▶ **Source text**:

Depends what you're comparing.  I think sometimes what happens  people are comparing things that they commonly get in the UK and how much they cost abroad then that can give an unrealistic picture.

So you get people in supermarkets abroad shocked at how much PG tips and baked beans cost but ignoring the fact that fruit is cheaper.

I travel for work a lot and in certain  places I can pay almost as much for a cappuccino as a meal so if I spend the whole trip in the local branch of Starbucks I would  get a different opinion of the cost of living than if I go to small  local restaurants.  

However as a rule, I do find transport (trains, metro, bus, taxis) very expensive in the UK compared to other countries.


----------



## JCWHITE (13 February 2013)

Swings and roundabouts.
We have been here 7 years and things have significantly increased, the main things I notice, are diesel,horse feed,and our food. 
We note with alarm the situation re anyone who works or who is self employed.
However, what price peace of mind, liberty , lots of space? 
One thing is for sure, we wouldnt have afforded a place and land like we have, back in the uk.
We dont buy British brands in supermarkets, but do have a permanent list of shopping from the uk, like Branston,Worcester sauce, Stilton and Cheddar for friends who come to stay.
And no one gets in the door without a copy of the latest Horse and Hound!


----------



## RichardRider (13 February 2013)

JCWHITE said:



			the uk, like Branston,Worcester sauce, Stilton and Cheddar for friends who come to stay.
And no one gets in the door without a copy of the latest Horse and Hound!
		
Click to expand...

Oh, real English Cheddar and Stilton, OMG; my mouth is watering at the thought!

Yes, I believe to be self-employeed here(France,) is crazy.  I've had many English Friends, who were self-employeed, even who spoke very good French, go through the roof, pulling their hair out with RED TAPE, and endless charges...

...rr


----------



## Nicnac (13 February 2013)

I think the introduction of the Euro really pushed up the COL.  Everything was rounded *up *to the nearest Euro!

Knowing your prices is important.  I live in England for the moment but am back home for a few days next week as selling a property and I know exactly what I will be bringing back to the UK with me including some horse stuff because it's cheaper and/or better quality than the UK.

I would never buy English stuff abroad as far too expensive.  If you move abroad and expect to buy exactly the same brands as you are used to here it's going to cost a lot more.

The key to working abroad is having a damn good accountant who knows all the loopholes and can deal with the red tape!  

The other thing is to know enough of the language and local people to not get ripped off.  Unfortunately, wherever we live out side of our home country, we seem to be ripe pickings for the rip off merchants.


----------



## Booboos (13 February 2013)

Some things are more expensive and some things are cheaper:

Employing anyone is much more expensive in France. Our nanny/groom costs about the same in terms of minimum wage but the national insurance contributions at 80% on top of the minimum wage are insane in France. 

Taxes are also more expensive, like the equivalent of council tax, or the wealth tax which is a killer if you fall under its requirements. Taxes for small businesses or freelancers almost make it pointless to run the business.

Everyday food shopping is more expensive, although the quality of the products, especially fresh foods, is much better.

Vets are more expensive, as are foods for animals and tack and general rubbish for the farm.

▶ **Data excerpts**:
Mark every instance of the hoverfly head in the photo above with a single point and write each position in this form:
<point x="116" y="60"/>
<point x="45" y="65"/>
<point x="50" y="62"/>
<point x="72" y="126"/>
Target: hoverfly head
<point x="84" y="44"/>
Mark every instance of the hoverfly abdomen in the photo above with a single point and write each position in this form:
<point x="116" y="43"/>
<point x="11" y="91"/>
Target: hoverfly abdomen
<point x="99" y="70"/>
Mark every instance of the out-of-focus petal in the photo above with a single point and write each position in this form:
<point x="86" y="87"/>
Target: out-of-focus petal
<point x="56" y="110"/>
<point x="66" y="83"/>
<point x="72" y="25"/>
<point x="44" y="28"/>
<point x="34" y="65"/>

▶ **Task set**:
1) Copy the passage of the forum thread on living costs abroad from "I think the" up to and including "a lot more.".
2) In the forum thread on living costs abroad, what does the first poster find very expensive in the UK compared to other countries?
3) Keep writing the forum thread on living costs abroad, picking up after its final sentence.

▶ **Responses to the exercise**:
1)
I think the introduction of the Euro really pushed up the COL.  Everything was rounded *up *to the nearest Euro!

Knowing your prices is important.  I live in England for the moment but am back home for a few days next week as selling a property and I know exactly what I will be bringing back to the UK with me including some horse stuff because it's cheaper and/or better quality than the UK.

I would never buy English stuff abroad as far too expensive.  If you move abroad and expect to buy exactly the same brands as you are used to here it's going to cost a lot more.

2) Transport: trains, metro, buses and taxis.

3)
Going out is cheaper, as is the price of drinks. Childcare (creche or childminder) and the cost of even private schools is so low as to be almost negligeable as they are heavily subsidised. If you fall under the category of 'farmer' in any way, your life becomes a lot easier, e.g. you get cheap diesel, cheap water, subsidies for farm buildings, etc.


----------



## The Fuzzy Furry (13 February 2013)

My No1 brother lives in France and pops back to visit now & then.
He's been out there for around 11+ years now.

We had a similar conversation at xmas about living costs & he says cost for cost for all household amenities (from town gas to telephone etc) and a standard weekly shop are about 8% more overall than in UK.
He reckons its cheaper (much) to run his 3 vehicles.
Taxes for employment are higher than here as also health & dental care.

Overall, he said he'd be saving ££'s per month if he lived here untill you get to the health side (bigger savings in UK) or going out for dinner bit as its SO much more expensive here.

His main reason for staying is his lifestyle & that there are far less people about - his town is just like our local town was in the early 70's when we were growing up as kids; - clean, tidy, weekly market, people greeting each other good morning etc


----------



## Pale Rider (13 February 2013)

It's no coincidence that everywhere the Euro is used suddenly became much more expensive.

France will be going through some really hard times in the near future as they try to ride out this current recession with socialist policies that are far from appreciated by the money men of Europe, ie Banks and International   Investers. Already ditched by the Germans, and the likes of Peugeot struggling.


----------



## Booboos (13 February 2013)

Pale Rider said:



			France will be going through some really hard times in the near future as they try to ride out this current recession with socialist policies that are far from appreciated by the money men of Europe, ie Banks and International   Investers. Already ditched by the Germans, and the likes of Peugeot struggling.
		
Click to expand...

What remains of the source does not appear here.